Dataset excerpts section start
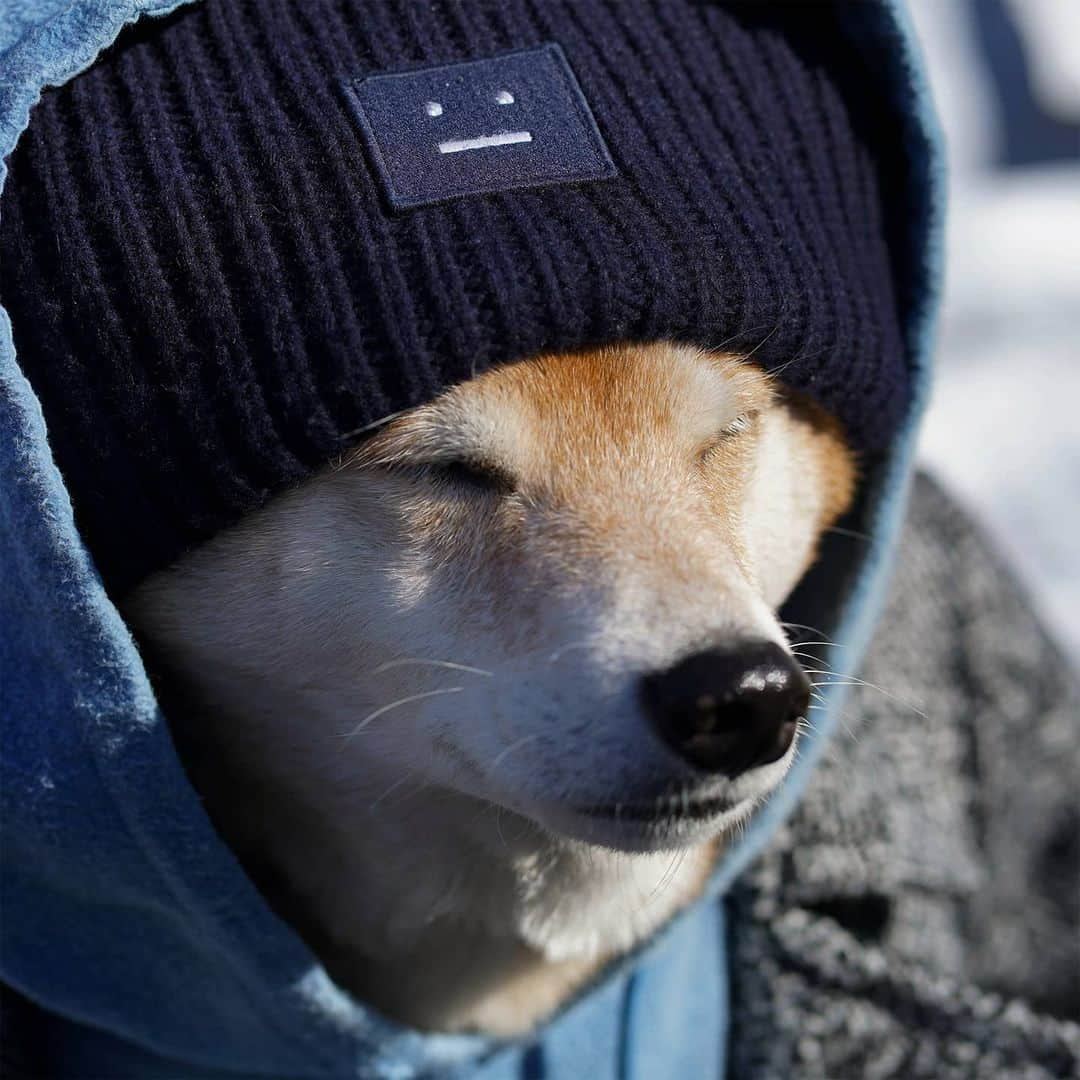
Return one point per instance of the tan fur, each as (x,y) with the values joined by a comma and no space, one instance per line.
(395,690)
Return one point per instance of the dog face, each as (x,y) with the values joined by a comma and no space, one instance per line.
(552,591)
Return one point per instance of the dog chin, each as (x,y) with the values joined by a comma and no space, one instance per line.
(671,822)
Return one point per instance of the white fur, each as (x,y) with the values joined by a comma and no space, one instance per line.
(410,694)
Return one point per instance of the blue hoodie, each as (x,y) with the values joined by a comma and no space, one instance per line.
(129,922)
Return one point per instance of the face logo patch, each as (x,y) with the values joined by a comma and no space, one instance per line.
(511,121)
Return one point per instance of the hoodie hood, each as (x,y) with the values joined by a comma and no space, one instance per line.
(130,923)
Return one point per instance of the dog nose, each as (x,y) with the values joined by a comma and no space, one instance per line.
(729,710)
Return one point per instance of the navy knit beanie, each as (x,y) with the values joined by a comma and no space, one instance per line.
(253,228)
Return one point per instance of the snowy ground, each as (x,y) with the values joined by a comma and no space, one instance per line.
(1003,430)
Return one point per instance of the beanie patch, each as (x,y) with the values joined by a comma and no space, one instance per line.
(511,121)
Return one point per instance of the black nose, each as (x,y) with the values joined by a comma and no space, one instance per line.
(728,710)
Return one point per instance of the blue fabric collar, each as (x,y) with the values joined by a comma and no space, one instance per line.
(124,915)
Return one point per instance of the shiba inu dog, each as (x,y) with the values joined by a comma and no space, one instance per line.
(476,704)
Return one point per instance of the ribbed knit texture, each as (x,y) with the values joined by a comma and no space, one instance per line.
(208,292)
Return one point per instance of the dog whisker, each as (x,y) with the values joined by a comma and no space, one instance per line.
(851,680)
(394,704)
(404,661)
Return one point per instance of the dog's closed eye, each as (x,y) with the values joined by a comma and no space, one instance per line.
(739,426)
(459,474)
(474,475)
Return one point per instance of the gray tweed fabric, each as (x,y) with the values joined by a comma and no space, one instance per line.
(920,916)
Dataset excerpts section end
Required work - Copy the data exactly. Any picture it contains is to be omitted.

Exercise answer -
Return one point per instance of the tan fur, each as (x,y) with the values joined by a comma and no space, one instance per line.
(395,690)
Return one point per instance of the dog face, each as (x,y) with the values joined by a comma and no space, one instance per line.
(552,591)
Return one point per instance of the dog chin, each as (x,y) with the values joined by a comma and no space, one instance per line.
(671,822)
Return one point per instance of the white fur, each as (x,y) with the values joined by a comma and no space, one instance per line.
(410,694)
Return one point per instance of the blue hoodie, each as (x,y) with the values joined by a comma and no space, one instance per line.
(129,922)
Return one point per instance of the face logo patch, each as (x,y) with the values joined by a comma and no space, one instance per line.
(511,121)
Return one point per instance of the hoodie hood, each as (x,y) with the values joined by a comma and no space, one instance per line.
(130,923)
Return one point per instance of the dog nose, each as (x,y) with the values joined by a comma and no space, one instance per line.
(729,710)
Return one point per instance of the navy knit beanie, each as (x,y) with the values joined by a comma and no space, one instance per line.
(253,228)
Return one point per instance of the snowy ground, each as (x,y) with the values joined by a comma and no space, one instance per line.
(1003,430)
Return one point per instance of the beanie patch, each as (x,y) with the values joined by a comma and no space, one instance per line.
(511,121)
Return one point per instance of the black nose, each as (x,y) with the values joined by a comma and no space, one instance per line.
(728,710)
Return one point per instance of the blue fabric collar, each as (x,y) with the values joined by a comma and no space, one instance per line.
(124,915)
Return one point per instance of the shiba inu dog, each as (x,y) with the values joined by a comma and no space, one instance per line.
(476,704)
Return one point per instance of the ribbed knit texture, each as (x,y) with the values joined by a comma and no space, one instance per line.
(208,292)
Return one point per instance of the dog whisker, each as (x,y) with the values joined by a comma and no space, one instance per line.
(851,680)
(394,704)
(404,661)
Return one point per instance of the dog's closed eye, each as (x,y) with the values joined by a comma and no space, one instance per line.
(739,426)
(459,474)
(474,475)
Return one point per instance of the gray tweed fabric, each as (x,y) with the values joined by a comma and no space, one instance per line.
(920,916)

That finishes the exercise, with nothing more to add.